Segmentation mask data:
···

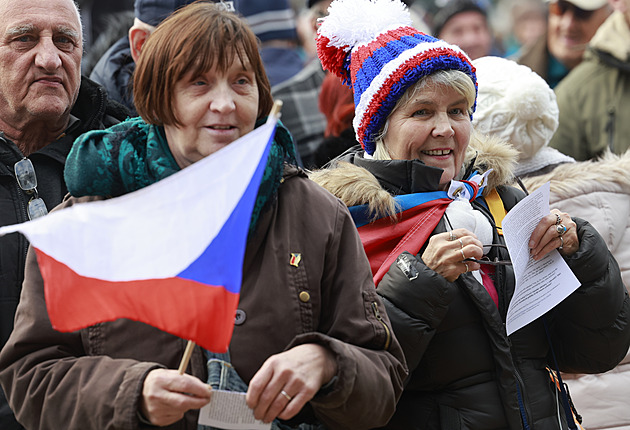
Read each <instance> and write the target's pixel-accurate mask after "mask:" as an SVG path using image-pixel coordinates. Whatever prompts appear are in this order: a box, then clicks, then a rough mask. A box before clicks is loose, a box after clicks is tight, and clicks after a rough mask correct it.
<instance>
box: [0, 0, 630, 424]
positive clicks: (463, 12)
mask: <svg viewBox="0 0 630 430" xmlns="http://www.w3.org/2000/svg"><path fill="white" fill-rule="evenodd" d="M97 3H98V2H93V1H87V2H85V1H84V2H75V1H74V0H47V1H46V2H42V1H41V0H19V1H18V0H6V1H4V2H2V4H0V34H1V35H2V36H1V37H2V40H1V41H0V70H1V71H3V73H1V74H0V99H2V100H4V103H3V104H2V105H1V106H0V157H2V159H3V161H4V162H3V163H2V166H0V178H1V179H2V180H1V181H0V193H2V198H1V199H0V201H1V204H0V216H1V218H0V226H5V225H10V224H16V223H21V222H26V221H29V220H33V219H36V218H38V217H43V216H47V213H48V212H49V211H53V210H59V209H63V208H68V207H72V206H75V205H81V204H84V203H85V202H91V201H100V200H107V199H111V198H116V197H119V196H123V195H127V194H129V193H132V192H134V191H137V190H140V189H142V188H145V187H147V186H150V185H152V184H154V183H156V182H158V181H162V180H164V179H166V178H167V177H170V176H171V175H173V174H175V173H177V172H179V171H181V170H182V169H186V168H188V167H189V166H191V165H193V164H194V163H197V162H198V161H200V160H202V159H204V158H205V157H208V156H211V155H212V154H214V153H215V152H217V151H220V150H221V149H222V148H224V147H226V146H228V145H230V144H231V143H232V142H234V141H236V140H237V139H239V138H240V137H243V136H245V135H247V134H248V133H250V132H252V131H253V130H255V129H257V128H258V127H260V126H261V125H263V124H265V123H266V122H267V121H268V119H269V117H271V118H272V119H273V115H272V113H271V111H272V106H273V104H274V101H278V100H279V101H282V102H283V107H282V110H281V120H280V121H278V123H277V125H276V131H275V136H274V139H273V141H272V143H271V149H270V152H269V156H268V158H267V160H266V164H265V166H264V174H263V175H262V177H263V179H262V182H261V185H260V188H259V190H258V193H257V196H256V199H255V205H254V211H253V213H252V216H251V221H250V225H249V230H248V232H249V234H248V237H247V244H246V253H245V258H244V263H243V269H242V270H243V276H242V286H241V290H240V297H239V302H238V310H237V317H236V319H235V327H234V332H233V335H232V338H231V342H230V345H229V349H228V352H227V354H216V353H215V352H212V351H208V350H206V349H204V348H202V347H200V346H195V347H194V349H193V350H192V351H191V358H190V360H191V364H190V366H189V367H188V368H187V369H182V370H180V371H178V370H177V366H178V363H179V362H180V360H181V358H182V355H183V354H184V350H185V347H186V340H184V339H181V338H179V337H177V336H174V335H173V334H169V333H166V332H164V331H161V330H159V329H157V328H155V327H152V326H151V325H148V324H144V323H141V322H138V321H132V320H130V319H117V320H114V321H107V322H102V323H99V324H97V325H95V326H90V327H86V328H84V329H81V330H78V331H75V332H69V333H68V332H60V331H57V330H55V328H53V324H51V321H50V318H49V315H48V310H47V307H46V292H45V290H47V289H48V288H55V282H63V281H62V280H56V281H54V282H53V281H49V280H46V286H44V276H43V274H42V273H43V270H44V269H43V268H42V267H40V264H41V262H40V261H39V260H38V258H37V255H36V253H35V251H34V249H32V248H31V247H30V246H29V243H28V241H27V239H26V238H25V237H24V236H22V235H19V234H12V235H7V236H2V237H0V324H1V326H0V340H1V343H0V348H1V350H0V386H1V389H0V428H1V429H2V430H5V429H6V430H21V429H28V430H30V429H57V428H67V429H143V428H153V427H156V426H157V427H162V428H168V429H197V428H198V429H202V428H203V429H205V428H208V427H204V426H201V425H198V424H197V422H198V419H199V409H200V408H202V407H203V406H205V405H207V404H208V403H210V402H212V397H213V389H212V388H210V389H209V387H215V389H216V388H220V389H227V390H233V391H240V392H243V393H246V403H247V406H248V407H249V408H250V409H251V410H252V411H253V415H254V416H255V418H256V419H258V420H262V421H263V422H265V423H268V424H269V425H270V426H271V428H272V429H274V430H280V429H281V430H285V429H287V430H288V429H300V430H309V429H313V430H315V429H326V428H330V429H371V428H387V429H435V430H438V429H449V430H450V429H462V430H463V429H475V430H478V429H549V430H551V429H554V430H565V429H576V428H585V429H587V430H589V429H611V430H612V429H617V430H619V429H630V410H629V409H628V408H627V404H626V403H627V402H626V400H625V399H627V397H628V395H629V394H630V391H629V390H628V388H627V387H628V382H630V350H629V348H630V297H629V296H628V289H627V286H628V285H630V260H629V259H630V248H629V246H630V243H629V237H630V222H629V220H630V179H629V178H630V177H629V175H628V172H629V171H630V170H629V169H630V149H629V148H630V138H629V137H628V135H629V133H627V132H626V131H630V130H628V127H629V126H628V124H629V123H628V121H626V119H627V118H628V117H629V115H630V94H628V93H629V92H630V0H527V1H516V0H515V1H509V2H499V1H494V0H435V1H427V0H424V1H423V0H416V1H412V0H408V1H403V0H307V1H293V0H264V1H263V0H234V1H227V0H221V1H213V0H168V1H167V0H135V1H134V2H131V1H126V2H125V1H117V2H111V5H110V6H111V9H110V10H109V12H111V15H110V17H109V20H108V19H105V15H106V11H105V10H102V9H101V8H103V7H104V4H100V3H98V4H97ZM112 17H113V18H112ZM506 22H508V23H510V24H507V25H506ZM104 26H109V27H108V28H104ZM546 183H549V189H550V194H549V204H550V208H551V209H550V212H549V213H548V214H547V215H545V216H543V217H542V218H541V219H539V220H538V219H536V220H533V221H535V223H534V225H535V228H534V229H533V232H532V233H531V235H530V236H529V239H528V243H527V249H528V251H529V257H528V258H529V260H530V261H531V262H536V261H539V260H542V259H544V258H546V257H547V256H548V255H549V254H552V255H554V256H555V255H556V254H557V255H559V258H560V259H561V260H562V261H563V262H564V264H566V266H567V267H568V270H569V271H570V272H571V273H572V276H573V277H575V278H576V279H577V281H578V283H579V286H578V287H577V288H576V289H575V290H574V291H573V292H572V293H570V294H569V295H568V296H567V297H566V298H564V299H563V300H562V301H560V302H559V303H558V304H557V305H555V306H554V307H553V308H551V309H549V310H546V311H544V312H542V313H541V315H540V316H539V317H537V318H536V319H534V320H533V321H531V322H529V323H528V324H526V325H525V326H524V327H521V328H519V329H518V330H516V331H514V332H511V333H509V334H508V329H507V326H506V324H507V320H508V308H509V307H510V302H511V301H512V298H513V296H514V295H515V291H516V288H517V285H518V284H519V282H520V281H519V279H518V278H517V275H516V274H515V269H514V267H513V265H512V264H513V262H512V260H513V258H512V257H513V256H511V255H510V251H512V250H508V248H507V245H506V240H505V237H504V233H503V230H502V222H503V220H504V218H505V216H506V215H507V214H508V213H509V212H510V211H511V210H512V208H513V207H514V206H516V205H517V204H518V203H519V202H520V201H521V200H523V199H524V198H525V197H526V196H527V195H528V194H529V193H531V192H533V191H534V190H536V189H538V188H540V187H541V186H543V185H545V184H546ZM200 198H203V196H200ZM182 239H183V240H185V238H182ZM114 240H115V239H114ZM103 258H104V259H106V258H107V256H103ZM148 264H151V263H150V262H149V263H148ZM51 282H52V283H51ZM86 288H87V287H86ZM217 362H218V363H220V365H221V369H222V370H221V371H220V372H219V374H218V376H217V372H215V371H214V370H213V367H212V366H214V365H215V364H216V363H217ZM211 363H212V366H211ZM184 370H185V371H184Z"/></svg>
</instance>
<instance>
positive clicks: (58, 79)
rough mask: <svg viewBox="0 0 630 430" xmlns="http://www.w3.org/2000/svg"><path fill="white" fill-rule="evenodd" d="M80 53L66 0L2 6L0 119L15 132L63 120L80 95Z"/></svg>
mask: <svg viewBox="0 0 630 430" xmlns="http://www.w3.org/2000/svg"><path fill="white" fill-rule="evenodd" d="M82 51H83V41H82V35H81V24H80V22H79V16H78V14H77V10H76V8H75V7H74V4H73V3H72V1H71V0H2V1H1V2H0V76H1V77H2V79H0V119H2V121H4V122H8V123H13V124H15V125H16V126H17V127H19V126H20V124H21V125H24V124H25V123H31V122H33V121H51V120H52V121H56V120H59V119H60V118H62V117H64V116H67V115H68V114H69V112H70V110H71V109H72V105H73V104H74V102H75V101H76V98H77V95H78V93H79V85H80V83H81V55H82Z"/></svg>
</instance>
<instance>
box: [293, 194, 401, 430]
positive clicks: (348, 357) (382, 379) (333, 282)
mask: <svg viewBox="0 0 630 430" xmlns="http://www.w3.org/2000/svg"><path fill="white" fill-rule="evenodd" d="M338 203H339V204H338V206H337V215H336V217H337V219H336V226H335V234H333V235H331V242H330V243H329V245H328V248H327V249H326V251H325V252H326V253H325V259H326V261H325V268H324V272H323V273H324V275H323V279H322V281H321V289H322V309H325V311H324V312H322V315H321V317H322V320H321V321H320V324H319V331H318V332H316V333H305V334H302V335H299V336H297V337H296V338H295V339H294V340H293V342H292V343H291V344H290V345H289V347H288V348H291V347H293V346H295V345H297V344H303V343H309V342H314V343H319V344H322V345H324V346H327V347H328V348H329V349H330V350H331V351H332V352H333V354H334V355H335V357H336V361H337V367H338V372H337V375H336V376H337V380H336V382H335V383H334V385H333V386H332V390H330V391H329V390H326V392H324V393H322V392H320V394H318V395H316V396H315V397H314V398H313V400H311V402H310V404H311V406H312V407H313V410H314V412H315V415H316V416H317V417H318V419H319V420H321V421H322V422H323V423H324V424H326V426H328V427H329V428H335V429H367V428H375V427H380V426H383V425H385V424H386V423H387V422H388V421H389V418H390V417H391V416H392V415H393V414H394V411H395V408H396V402H397V401H398V399H399V397H400V395H401V394H402V390H403V381H404V379H405V377H406V376H407V370H406V366H405V361H404V357H403V353H402V350H401V348H400V345H399V343H398V341H397V340H396V339H395V338H394V337H393V333H392V329H391V326H390V322H389V319H388V317H387V313H386V311H385V308H384V307H383V304H382V302H381V300H380V298H379V296H378V294H376V289H375V287H374V282H373V280H372V276H371V270H370V267H369V263H368V260H367V257H366V255H365V251H364V250H363V245H362V244H361V241H360V238H359V235H358V232H357V230H356V227H355V226H354V223H353V222H352V219H351V217H350V214H349V213H348V211H347V208H346V207H345V206H344V205H343V204H342V203H341V202H338Z"/></svg>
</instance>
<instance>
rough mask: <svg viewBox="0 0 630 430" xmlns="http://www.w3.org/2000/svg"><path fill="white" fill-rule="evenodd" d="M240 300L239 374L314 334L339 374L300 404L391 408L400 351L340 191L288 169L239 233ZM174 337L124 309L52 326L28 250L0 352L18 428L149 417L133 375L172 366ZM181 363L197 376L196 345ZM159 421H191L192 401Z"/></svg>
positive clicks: (173, 349)
mask: <svg viewBox="0 0 630 430" xmlns="http://www.w3.org/2000/svg"><path fill="white" fill-rule="evenodd" d="M92 199H93V198H92ZM86 200H89V198H88V199H86V198H81V199H75V198H71V199H70V200H68V201H67V202H65V203H64V205H65V206H69V205H72V204H74V203H77V202H80V201H86ZM292 252H299V253H301V257H302V258H301V262H300V264H298V267H294V266H291V265H290V264H289V259H290V256H291V253H292ZM305 293H308V294H305ZM239 309H240V310H241V311H244V315H245V319H244V321H240V325H236V326H235V330H234V335H233V339H232V343H231V346H230V354H231V359H232V363H233V364H234V366H235V368H236V370H237V371H238V373H239V374H240V376H241V377H242V378H243V379H244V380H245V381H246V382H247V381H249V380H250V379H251V377H252V376H253V375H254V373H255V372H256V371H257V369H258V368H259V367H260V366H261V365H262V363H263V362H264V360H265V359H266V358H267V357H269V356H270V355H272V354H276V353H279V352H281V351H283V350H285V349H287V348H291V347H292V346H294V345H297V344H303V343H308V342H315V343H319V344H322V345H325V346H327V347H328V348H330V349H331V350H332V351H333V353H334V355H335V357H336V361H337V365H338V373H337V377H338V379H337V381H336V383H335V384H334V386H333V389H332V391H331V392H328V393H326V394H319V395H317V396H316V397H315V398H314V399H313V400H312V401H311V402H310V403H309V405H310V407H308V408H304V409H305V410H303V411H302V412H303V413H306V414H308V413H312V412H313V411H314V414H315V416H316V417H317V418H318V419H320V420H321V421H322V422H324V423H325V424H326V425H327V426H328V427H329V428H339V429H341V428H352V429H359V428H369V427H374V426H378V425H383V424H385V423H386V422H387V420H388V419H389V417H390V416H391V415H392V414H393V413H394V408H395V404H396V401H397V399H398V398H399V396H400V394H401V391H402V381H403V379H404V377H405V375H406V370H405V365H404V364H403V363H404V359H403V356H402V352H401V349H400V346H399V345H398V343H397V342H396V340H395V339H393V338H392V337H391V335H390V333H391V330H390V329H389V320H388V318H387V315H386V313H385V310H384V308H383V305H382V303H381V300H380V299H379V298H378V296H377V294H376V291H375V289H374V285H373V283H372V278H371V272H370V269H369V265H368V261H367V258H366V257H365V254H364V252H363V248H362V245H361V242H360V240H359V237H358V235H357V233H356V229H355V227H354V224H353V223H352V220H351V218H350V215H349V214H348V212H347V209H346V208H345V206H344V205H343V204H342V203H341V202H339V201H338V200H336V199H335V198H334V197H332V196H331V195H330V194H329V193H327V192H326V191H324V190H323V189H321V188H320V187H318V186H317V185H315V184H314V183H312V182H311V181H309V180H307V179H305V178H304V177H303V176H302V175H301V174H300V173H299V172H297V171H295V170H293V171H292V172H290V174H289V175H288V176H286V177H285V181H284V183H283V184H282V185H281V187H280V189H279V192H278V198H277V200H276V201H275V202H274V203H273V204H272V207H271V208H270V209H269V210H268V211H267V212H265V213H264V215H263V216H262V217H261V219H260V221H259V224H258V227H257V230H256V232H255V233H254V235H253V236H252V237H250V238H249V242H248V247H247V253H246V256H245V263H244V267H243V286H242V289H241V297H240V302H239ZM184 346H185V343H184V341H183V340H181V339H179V338H176V337H174V336H171V335H169V334H166V333H163V332H160V331H158V330H157V329H154V328H152V327H149V326H147V325H145V324H142V323H138V322H133V321H129V320H118V321H115V322H109V323H103V324H98V325H96V326H93V327H90V328H87V329H84V330H81V331H79V332H76V333H59V332H56V331H55V330H53V329H52V327H51V325H50V322H49V319H48V316H47V311H46V308H45V303H44V292H43V282H42V278H41V275H40V271H39V267H38V265H37V261H36V258H35V254H34V253H33V252H32V251H31V252H30V253H29V257H28V261H27V268H26V280H25V283H24V287H23V293H22V298H21V303H20V306H19V308H18V313H17V320H16V328H15V331H14V332H13V334H12V336H11V338H10V340H9V342H8V344H7V347H6V348H4V350H3V351H2V354H0V368H1V369H2V371H1V372H0V382H2V385H3V387H4V389H5V391H6V392H7V395H8V397H9V401H10V404H11V406H12V407H13V409H14V410H15V412H16V415H17V417H18V420H20V421H21V422H22V423H23V424H24V425H26V427H27V428H29V429H58V428H64V429H82V430H83V429H137V428H150V426H146V425H143V424H141V423H140V422H139V421H138V417H137V413H136V411H137V410H138V401H139V398H140V394H141V389H142V384H143V381H144V377H145V376H146V374H147V373H148V372H149V371H150V370H152V369H154V368H158V367H167V368H177V366H178V364H179V361H180V359H181V357H182V354H183V351H184ZM189 372H191V373H192V374H193V375H195V376H197V377H199V378H200V379H202V380H205V378H206V376H207V375H206V367H205V359H204V357H203V353H202V351H201V350H200V349H199V348H197V349H196V350H195V352H194V354H193V357H192V360H191V365H190V366H189ZM311 407H312V410H311ZM306 409H309V410H308V411H306ZM168 428H169V429H196V413H194V412H191V413H188V414H187V415H186V418H185V420H183V421H180V422H178V423H176V424H174V425H172V426H169V427H168Z"/></svg>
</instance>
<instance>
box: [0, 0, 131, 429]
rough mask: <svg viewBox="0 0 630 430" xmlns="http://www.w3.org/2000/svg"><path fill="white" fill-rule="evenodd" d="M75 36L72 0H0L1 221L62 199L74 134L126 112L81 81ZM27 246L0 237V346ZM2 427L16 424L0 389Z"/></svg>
mask: <svg viewBox="0 0 630 430" xmlns="http://www.w3.org/2000/svg"><path fill="white" fill-rule="evenodd" d="M81 34H82V33H81V23H80V18H79V12H78V10H77V7H76V5H75V4H74V3H73V2H72V0H46V1H42V0H3V1H2V2H0V160H1V161H0V225H9V224H15V223H19V222H24V221H28V220H29V218H34V217H37V216H41V215H45V214H46V212H47V210H49V209H52V208H53V207H54V206H56V205H57V204H58V203H60V202H61V200H62V199H63V196H64V195H65V194H66V186H65V184H64V180H63V168H64V163H65V158H66V155H67V154H68V152H69V151H70V147H71V146H72V143H73V142H74V139H75V138H76V137H77V136H79V135H80V134H81V133H83V132H85V131H88V130H91V129H95V128H104V127H105V126H109V125H112V124H114V123H116V122H118V120H120V119H124V118H125V117H126V116H127V111H126V109H125V108H124V107H122V106H120V105H118V104H112V103H110V102H108V99H107V96H106V94H105V91H104V90H103V89H102V88H101V87H99V86H98V85H96V84H95V83H94V82H92V81H89V80H87V79H83V80H82V79H81V73H80V66H81V54H82V51H83V40H82V35H81ZM27 247H28V243H27V241H26V239H25V238H24V237H23V236H21V235H9V236H5V237H1V238H0V340H1V342H2V343H1V344H0V346H4V344H5V342H6V340H7V339H8V337H9V334H10V333H11V330H12V329H13V317H14V315H15V309H16V307H17V304H18V299H19V296H20V289H21V285H22V280H23V276H24V260H25V258H26V250H27ZM60 424H61V423H60ZM0 428H2V429H3V430H9V429H17V428H19V427H18V425H17V423H16V422H15V420H14V419H13V417H12V414H11V411H10V410H9V408H8V406H7V403H6V400H5V399H4V393H2V392H1V390H0Z"/></svg>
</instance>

···

HOW TO COMPLETE THIS TASK:
Copy out the lines above from the first one through the one containing "positive clicks: (463, 12)", both included. Leave the pictures out of your answer.

RESULT BELOW:
Read each <instance> and write the target's pixel-accurate mask after "mask:" as an SVG path using image-pixel coordinates. Whatever prompts appear are in this order: a box, then clicks, then a rough mask. A box before clicks is loose, a box after clicks is tight, and clicks after a rough mask correct it.
<instance>
box: [0, 0, 630, 424]
positive clicks: (463, 12)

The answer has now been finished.